> _PROMPT_: Can you render the records, from their start through the line containing "box: [500, 810, 558, 863]", as a numbered list that skips blank lines and leaves out the pictures?
*** DATASET RECORDS Section Begins ***
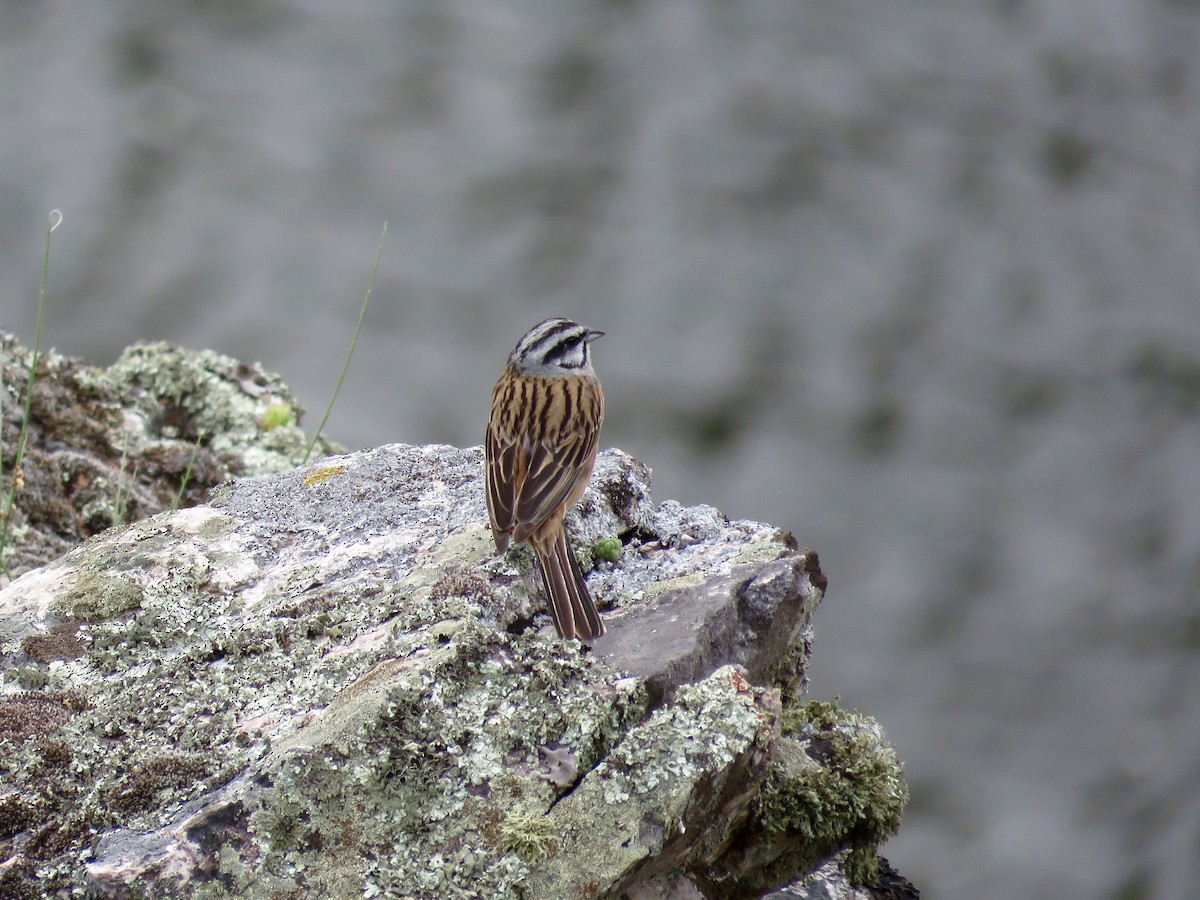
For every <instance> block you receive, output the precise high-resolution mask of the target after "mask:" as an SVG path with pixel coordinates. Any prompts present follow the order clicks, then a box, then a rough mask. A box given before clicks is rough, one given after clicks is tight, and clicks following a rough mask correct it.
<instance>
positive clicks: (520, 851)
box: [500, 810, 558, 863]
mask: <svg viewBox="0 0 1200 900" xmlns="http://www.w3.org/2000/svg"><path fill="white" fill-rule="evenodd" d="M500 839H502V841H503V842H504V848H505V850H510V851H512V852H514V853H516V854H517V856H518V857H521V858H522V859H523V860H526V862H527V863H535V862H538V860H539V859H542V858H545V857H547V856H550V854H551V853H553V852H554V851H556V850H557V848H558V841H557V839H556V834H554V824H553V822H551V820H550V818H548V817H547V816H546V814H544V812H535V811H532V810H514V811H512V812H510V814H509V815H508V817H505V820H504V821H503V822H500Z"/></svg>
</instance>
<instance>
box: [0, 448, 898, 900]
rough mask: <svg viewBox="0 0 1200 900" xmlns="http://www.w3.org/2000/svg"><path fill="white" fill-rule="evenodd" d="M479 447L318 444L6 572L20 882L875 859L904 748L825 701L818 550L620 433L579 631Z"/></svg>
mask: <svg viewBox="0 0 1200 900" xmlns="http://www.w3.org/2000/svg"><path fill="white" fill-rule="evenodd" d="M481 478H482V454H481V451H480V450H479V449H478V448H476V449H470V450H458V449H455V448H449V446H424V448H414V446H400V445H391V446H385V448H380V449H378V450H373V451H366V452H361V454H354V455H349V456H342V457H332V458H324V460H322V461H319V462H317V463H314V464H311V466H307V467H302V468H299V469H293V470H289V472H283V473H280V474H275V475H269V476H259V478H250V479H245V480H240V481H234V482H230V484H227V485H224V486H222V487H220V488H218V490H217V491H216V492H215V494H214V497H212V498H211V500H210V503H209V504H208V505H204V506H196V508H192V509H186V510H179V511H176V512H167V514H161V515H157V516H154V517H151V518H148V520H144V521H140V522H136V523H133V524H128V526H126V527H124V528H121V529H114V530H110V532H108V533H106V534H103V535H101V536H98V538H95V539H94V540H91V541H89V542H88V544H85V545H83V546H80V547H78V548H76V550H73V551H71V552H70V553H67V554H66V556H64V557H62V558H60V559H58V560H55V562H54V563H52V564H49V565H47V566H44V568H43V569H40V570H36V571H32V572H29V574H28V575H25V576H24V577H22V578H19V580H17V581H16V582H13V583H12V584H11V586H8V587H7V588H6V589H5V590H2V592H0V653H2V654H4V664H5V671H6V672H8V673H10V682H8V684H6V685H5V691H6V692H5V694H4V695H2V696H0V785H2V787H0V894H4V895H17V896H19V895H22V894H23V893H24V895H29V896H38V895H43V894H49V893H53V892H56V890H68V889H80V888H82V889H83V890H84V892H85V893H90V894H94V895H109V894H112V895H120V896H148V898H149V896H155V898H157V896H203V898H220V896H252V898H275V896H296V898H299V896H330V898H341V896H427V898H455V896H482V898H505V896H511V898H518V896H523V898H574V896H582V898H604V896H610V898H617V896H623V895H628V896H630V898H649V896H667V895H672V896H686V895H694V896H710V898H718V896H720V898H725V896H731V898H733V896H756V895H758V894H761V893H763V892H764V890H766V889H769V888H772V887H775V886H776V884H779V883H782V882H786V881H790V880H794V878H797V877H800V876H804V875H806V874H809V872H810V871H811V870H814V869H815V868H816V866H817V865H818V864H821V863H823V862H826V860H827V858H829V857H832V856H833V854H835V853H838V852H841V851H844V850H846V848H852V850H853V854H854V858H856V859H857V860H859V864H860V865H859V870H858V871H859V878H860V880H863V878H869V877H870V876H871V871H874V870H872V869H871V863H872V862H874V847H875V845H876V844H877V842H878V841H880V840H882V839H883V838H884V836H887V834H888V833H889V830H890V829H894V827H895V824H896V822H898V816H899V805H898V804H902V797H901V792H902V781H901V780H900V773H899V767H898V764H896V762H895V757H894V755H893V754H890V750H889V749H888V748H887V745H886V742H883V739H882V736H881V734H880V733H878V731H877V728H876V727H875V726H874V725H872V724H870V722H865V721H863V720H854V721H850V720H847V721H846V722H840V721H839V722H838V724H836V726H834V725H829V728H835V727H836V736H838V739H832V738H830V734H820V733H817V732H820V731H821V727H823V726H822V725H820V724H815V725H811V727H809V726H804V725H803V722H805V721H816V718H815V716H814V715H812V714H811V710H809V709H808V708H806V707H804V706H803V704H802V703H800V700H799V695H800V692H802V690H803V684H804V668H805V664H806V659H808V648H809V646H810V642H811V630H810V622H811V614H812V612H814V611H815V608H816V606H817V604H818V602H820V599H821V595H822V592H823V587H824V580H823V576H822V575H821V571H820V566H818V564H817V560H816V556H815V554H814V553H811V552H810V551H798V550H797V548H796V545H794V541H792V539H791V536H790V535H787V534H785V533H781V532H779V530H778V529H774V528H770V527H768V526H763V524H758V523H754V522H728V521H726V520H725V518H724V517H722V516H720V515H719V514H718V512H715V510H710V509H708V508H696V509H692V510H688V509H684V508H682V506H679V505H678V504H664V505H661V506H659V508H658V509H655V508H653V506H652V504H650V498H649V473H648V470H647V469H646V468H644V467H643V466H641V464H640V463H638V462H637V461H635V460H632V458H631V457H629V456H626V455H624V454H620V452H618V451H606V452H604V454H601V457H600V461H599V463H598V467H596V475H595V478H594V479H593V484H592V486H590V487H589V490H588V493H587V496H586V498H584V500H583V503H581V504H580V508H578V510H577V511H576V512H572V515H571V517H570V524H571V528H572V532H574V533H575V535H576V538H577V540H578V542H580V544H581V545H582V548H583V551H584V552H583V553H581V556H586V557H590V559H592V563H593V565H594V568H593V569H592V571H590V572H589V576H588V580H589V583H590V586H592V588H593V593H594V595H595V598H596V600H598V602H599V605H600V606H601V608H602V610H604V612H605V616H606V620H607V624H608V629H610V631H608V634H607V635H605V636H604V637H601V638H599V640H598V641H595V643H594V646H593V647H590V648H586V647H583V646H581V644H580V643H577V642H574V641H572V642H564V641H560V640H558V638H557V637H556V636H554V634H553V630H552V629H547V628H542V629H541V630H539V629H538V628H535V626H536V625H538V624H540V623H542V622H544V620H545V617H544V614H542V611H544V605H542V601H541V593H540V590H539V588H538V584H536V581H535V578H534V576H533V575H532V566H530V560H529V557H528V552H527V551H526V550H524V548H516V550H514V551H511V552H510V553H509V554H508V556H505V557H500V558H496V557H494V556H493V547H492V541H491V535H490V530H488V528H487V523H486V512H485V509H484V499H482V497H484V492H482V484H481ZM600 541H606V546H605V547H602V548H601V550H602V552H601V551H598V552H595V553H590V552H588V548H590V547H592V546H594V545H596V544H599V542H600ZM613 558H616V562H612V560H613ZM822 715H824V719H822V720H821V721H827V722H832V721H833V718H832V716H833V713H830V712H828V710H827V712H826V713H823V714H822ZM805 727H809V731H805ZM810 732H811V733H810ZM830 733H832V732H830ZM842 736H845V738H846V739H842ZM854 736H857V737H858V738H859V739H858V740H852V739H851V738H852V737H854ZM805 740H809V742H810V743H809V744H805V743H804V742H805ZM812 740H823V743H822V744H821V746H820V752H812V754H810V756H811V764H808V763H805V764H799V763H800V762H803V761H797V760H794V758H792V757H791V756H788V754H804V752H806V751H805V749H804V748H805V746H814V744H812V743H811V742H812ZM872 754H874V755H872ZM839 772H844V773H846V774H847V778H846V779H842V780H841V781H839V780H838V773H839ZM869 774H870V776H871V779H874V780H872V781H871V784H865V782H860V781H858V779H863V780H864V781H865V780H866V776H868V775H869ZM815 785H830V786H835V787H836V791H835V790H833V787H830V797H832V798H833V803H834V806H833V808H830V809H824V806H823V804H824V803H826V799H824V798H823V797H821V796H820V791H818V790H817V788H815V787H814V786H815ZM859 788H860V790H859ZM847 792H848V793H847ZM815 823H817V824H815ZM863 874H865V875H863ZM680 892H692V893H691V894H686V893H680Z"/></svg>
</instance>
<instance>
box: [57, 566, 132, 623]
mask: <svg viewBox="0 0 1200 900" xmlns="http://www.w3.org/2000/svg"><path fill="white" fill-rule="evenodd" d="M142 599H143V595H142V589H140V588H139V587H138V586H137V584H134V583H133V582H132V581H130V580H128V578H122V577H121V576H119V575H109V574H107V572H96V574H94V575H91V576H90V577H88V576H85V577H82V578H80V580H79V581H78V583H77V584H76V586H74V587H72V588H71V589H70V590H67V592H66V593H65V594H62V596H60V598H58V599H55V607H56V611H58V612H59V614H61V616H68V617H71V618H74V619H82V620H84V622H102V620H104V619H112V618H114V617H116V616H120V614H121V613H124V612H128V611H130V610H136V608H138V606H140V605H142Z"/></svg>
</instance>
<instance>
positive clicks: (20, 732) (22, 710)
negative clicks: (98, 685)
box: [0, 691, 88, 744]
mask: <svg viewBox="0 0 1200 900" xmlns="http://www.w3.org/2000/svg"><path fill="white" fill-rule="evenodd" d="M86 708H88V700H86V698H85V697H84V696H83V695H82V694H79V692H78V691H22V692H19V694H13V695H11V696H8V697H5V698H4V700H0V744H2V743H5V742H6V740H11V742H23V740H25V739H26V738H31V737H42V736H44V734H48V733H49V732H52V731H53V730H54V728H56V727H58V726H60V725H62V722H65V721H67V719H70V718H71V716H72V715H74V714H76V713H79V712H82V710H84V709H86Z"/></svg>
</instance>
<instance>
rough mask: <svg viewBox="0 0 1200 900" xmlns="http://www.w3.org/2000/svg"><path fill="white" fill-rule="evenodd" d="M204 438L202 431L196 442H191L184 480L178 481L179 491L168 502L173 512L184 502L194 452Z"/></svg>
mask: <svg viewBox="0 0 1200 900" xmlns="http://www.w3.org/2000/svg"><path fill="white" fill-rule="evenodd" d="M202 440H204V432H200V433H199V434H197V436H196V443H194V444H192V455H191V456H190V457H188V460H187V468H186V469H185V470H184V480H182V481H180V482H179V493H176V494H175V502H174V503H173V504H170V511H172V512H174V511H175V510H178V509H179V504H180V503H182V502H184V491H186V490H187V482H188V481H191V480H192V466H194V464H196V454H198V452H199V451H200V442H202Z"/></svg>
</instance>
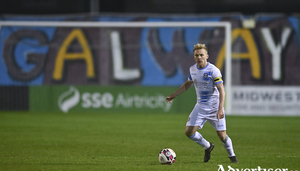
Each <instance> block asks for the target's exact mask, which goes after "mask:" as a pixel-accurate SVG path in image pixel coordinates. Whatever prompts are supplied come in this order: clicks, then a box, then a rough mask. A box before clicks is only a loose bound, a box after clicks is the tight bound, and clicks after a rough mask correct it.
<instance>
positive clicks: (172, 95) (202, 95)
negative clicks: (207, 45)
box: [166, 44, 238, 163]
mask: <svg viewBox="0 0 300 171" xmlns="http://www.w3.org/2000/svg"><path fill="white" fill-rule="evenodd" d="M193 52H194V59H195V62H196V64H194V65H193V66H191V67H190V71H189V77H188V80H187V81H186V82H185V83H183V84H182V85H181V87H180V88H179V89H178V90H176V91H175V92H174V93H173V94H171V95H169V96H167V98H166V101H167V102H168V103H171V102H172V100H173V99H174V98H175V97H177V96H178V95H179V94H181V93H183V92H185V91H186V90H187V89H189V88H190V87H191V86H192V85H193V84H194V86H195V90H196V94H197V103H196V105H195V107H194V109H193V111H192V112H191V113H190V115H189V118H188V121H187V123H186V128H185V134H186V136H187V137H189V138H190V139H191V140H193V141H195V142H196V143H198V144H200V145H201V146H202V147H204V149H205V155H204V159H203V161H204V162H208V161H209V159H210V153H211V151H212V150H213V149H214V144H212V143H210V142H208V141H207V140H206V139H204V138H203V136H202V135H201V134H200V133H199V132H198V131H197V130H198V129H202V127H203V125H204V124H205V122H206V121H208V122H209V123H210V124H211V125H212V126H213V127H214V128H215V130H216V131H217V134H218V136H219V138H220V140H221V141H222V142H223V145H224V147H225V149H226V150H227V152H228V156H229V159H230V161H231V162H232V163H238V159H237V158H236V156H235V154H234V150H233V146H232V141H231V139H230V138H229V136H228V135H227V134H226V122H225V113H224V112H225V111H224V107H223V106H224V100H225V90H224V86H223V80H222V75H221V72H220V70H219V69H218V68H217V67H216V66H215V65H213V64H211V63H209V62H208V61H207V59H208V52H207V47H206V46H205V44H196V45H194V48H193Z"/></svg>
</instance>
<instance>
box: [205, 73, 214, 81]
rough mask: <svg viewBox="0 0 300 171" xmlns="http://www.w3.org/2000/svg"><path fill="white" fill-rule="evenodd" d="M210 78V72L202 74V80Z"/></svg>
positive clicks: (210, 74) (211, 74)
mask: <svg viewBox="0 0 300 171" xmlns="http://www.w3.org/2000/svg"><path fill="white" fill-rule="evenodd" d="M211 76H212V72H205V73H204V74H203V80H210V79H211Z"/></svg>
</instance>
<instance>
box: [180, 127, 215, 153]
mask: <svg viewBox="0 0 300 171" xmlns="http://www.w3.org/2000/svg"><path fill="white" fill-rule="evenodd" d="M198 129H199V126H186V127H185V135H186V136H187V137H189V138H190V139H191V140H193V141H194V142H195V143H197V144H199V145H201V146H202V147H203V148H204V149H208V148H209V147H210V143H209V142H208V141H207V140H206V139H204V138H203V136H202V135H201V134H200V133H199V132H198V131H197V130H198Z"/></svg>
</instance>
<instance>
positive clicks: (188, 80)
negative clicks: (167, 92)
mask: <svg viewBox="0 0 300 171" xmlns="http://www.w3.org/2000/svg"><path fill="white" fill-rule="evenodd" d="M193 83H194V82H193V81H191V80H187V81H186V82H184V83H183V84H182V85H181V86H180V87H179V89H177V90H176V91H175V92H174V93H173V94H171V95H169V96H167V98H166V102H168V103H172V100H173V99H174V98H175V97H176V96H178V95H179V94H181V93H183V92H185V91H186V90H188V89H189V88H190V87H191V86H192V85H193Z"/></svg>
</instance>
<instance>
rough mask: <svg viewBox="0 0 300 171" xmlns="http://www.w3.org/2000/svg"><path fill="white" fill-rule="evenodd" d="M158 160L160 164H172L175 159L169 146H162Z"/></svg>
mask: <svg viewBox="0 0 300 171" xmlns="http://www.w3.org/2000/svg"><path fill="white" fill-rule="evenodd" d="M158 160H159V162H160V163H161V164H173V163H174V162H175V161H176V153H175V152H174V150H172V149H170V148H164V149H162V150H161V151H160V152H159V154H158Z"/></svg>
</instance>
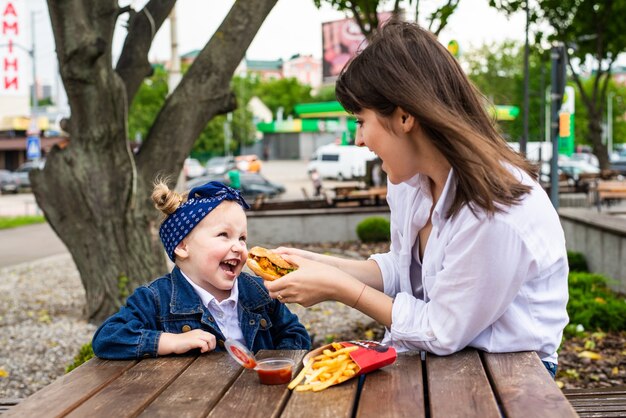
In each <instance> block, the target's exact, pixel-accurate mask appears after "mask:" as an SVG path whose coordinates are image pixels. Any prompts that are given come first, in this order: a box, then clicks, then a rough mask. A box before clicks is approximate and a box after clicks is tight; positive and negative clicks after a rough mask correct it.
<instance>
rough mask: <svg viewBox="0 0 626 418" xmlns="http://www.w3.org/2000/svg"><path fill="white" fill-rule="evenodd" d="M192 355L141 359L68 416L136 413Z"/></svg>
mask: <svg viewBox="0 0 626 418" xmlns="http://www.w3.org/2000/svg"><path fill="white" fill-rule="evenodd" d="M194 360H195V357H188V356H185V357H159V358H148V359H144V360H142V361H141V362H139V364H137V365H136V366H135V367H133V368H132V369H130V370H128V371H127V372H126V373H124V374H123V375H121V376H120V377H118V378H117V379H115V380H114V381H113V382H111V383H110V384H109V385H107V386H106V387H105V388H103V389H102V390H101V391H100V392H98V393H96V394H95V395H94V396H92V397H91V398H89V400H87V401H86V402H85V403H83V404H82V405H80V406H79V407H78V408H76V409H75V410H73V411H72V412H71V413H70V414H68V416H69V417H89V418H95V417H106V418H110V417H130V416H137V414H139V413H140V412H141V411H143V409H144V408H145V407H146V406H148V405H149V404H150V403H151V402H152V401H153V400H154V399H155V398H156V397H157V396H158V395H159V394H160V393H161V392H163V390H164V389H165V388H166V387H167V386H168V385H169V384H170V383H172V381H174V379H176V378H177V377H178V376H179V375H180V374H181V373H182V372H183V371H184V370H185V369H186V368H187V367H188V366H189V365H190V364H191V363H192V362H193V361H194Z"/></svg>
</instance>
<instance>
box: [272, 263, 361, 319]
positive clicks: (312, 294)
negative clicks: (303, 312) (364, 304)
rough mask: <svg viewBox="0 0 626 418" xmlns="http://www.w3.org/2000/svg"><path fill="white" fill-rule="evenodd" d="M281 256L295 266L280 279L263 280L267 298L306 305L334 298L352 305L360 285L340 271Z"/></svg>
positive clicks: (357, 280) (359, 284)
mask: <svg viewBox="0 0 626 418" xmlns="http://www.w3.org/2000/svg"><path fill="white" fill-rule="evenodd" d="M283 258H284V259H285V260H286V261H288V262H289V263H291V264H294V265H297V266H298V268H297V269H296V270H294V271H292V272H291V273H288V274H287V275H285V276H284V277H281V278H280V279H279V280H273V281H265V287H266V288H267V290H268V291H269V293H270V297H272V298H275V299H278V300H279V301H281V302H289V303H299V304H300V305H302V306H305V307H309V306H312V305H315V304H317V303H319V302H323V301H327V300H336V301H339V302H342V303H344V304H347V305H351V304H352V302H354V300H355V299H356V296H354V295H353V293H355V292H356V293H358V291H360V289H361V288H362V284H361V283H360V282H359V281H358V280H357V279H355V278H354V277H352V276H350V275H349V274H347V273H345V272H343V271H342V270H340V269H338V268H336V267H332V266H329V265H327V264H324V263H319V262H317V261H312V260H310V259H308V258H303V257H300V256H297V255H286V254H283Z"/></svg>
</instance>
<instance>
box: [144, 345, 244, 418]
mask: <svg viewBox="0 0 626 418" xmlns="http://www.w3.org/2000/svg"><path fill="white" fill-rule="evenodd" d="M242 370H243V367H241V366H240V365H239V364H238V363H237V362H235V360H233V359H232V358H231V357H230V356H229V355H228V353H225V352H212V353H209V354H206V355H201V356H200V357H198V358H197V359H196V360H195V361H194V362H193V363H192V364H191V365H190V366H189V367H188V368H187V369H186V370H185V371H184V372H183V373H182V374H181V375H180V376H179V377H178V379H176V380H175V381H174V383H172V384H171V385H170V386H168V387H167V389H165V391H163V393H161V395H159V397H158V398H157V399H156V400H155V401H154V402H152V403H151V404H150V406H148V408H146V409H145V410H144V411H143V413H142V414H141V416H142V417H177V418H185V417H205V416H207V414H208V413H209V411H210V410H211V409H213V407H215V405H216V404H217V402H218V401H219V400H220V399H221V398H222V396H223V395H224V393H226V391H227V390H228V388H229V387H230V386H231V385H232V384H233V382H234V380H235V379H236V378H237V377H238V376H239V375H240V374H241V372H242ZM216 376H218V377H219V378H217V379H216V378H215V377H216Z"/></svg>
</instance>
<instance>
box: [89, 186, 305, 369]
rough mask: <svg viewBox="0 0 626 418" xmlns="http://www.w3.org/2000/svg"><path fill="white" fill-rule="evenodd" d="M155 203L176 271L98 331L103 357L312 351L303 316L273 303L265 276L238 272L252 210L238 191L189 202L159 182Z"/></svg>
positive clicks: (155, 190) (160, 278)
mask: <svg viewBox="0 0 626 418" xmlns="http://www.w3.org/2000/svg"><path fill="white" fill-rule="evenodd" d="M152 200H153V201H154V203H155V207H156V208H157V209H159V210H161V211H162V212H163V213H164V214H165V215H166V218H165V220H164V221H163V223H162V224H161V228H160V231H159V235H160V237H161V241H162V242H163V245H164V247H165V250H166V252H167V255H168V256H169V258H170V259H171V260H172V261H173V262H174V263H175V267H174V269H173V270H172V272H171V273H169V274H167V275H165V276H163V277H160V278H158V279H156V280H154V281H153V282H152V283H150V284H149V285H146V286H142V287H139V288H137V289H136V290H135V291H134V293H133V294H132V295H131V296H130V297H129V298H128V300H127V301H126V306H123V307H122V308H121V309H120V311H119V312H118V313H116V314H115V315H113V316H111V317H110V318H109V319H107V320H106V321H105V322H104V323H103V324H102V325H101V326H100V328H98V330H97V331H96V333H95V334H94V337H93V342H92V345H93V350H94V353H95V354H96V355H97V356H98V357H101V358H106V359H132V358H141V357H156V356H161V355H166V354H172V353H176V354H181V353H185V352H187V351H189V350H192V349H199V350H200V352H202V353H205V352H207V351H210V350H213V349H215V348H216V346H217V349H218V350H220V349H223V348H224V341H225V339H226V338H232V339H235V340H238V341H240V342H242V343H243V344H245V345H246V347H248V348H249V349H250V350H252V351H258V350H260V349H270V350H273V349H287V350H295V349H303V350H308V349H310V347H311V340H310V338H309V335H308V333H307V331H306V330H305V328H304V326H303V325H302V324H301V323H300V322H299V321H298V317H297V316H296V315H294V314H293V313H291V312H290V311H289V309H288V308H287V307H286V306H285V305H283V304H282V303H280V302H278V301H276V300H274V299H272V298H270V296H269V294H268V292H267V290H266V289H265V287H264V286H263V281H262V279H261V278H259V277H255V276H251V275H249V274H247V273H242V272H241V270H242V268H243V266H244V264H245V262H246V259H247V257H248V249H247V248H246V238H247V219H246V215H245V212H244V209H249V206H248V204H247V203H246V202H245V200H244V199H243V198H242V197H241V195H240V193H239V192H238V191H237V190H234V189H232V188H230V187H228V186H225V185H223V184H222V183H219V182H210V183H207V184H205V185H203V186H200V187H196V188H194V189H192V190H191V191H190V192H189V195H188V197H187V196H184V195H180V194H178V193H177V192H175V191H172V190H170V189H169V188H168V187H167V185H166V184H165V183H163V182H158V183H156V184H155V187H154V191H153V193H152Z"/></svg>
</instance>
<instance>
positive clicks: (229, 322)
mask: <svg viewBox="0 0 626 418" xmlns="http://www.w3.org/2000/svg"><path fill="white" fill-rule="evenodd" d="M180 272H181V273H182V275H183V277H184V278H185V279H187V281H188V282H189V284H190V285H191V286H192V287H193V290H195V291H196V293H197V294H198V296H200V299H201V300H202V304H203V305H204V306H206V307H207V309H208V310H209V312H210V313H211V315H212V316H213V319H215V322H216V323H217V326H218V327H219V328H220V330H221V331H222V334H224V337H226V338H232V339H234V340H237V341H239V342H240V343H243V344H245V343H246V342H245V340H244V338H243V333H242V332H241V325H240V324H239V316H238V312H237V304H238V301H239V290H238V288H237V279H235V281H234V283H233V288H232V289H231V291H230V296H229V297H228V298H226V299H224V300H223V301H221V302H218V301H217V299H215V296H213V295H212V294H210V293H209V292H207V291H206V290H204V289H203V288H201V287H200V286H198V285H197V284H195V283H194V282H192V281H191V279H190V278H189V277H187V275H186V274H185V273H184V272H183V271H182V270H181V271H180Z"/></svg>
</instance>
*** DATASET RECORDS Section Ends ***
> _RESULT FOR THIS EXERCISE_:
1. For every <instance> block you receive, output the precise high-resolution mask of the target after "mask:" as an SVG path with pixel coordinates. Any prompts present follow the order clicks, then a box, then a rough mask. A box given before clicks is rough, one given after clicks is tight, and clicks following a rough mask correct it.
2. <instance>
3. positive clicks: (520, 851)
4. box: [500, 810, 558, 863]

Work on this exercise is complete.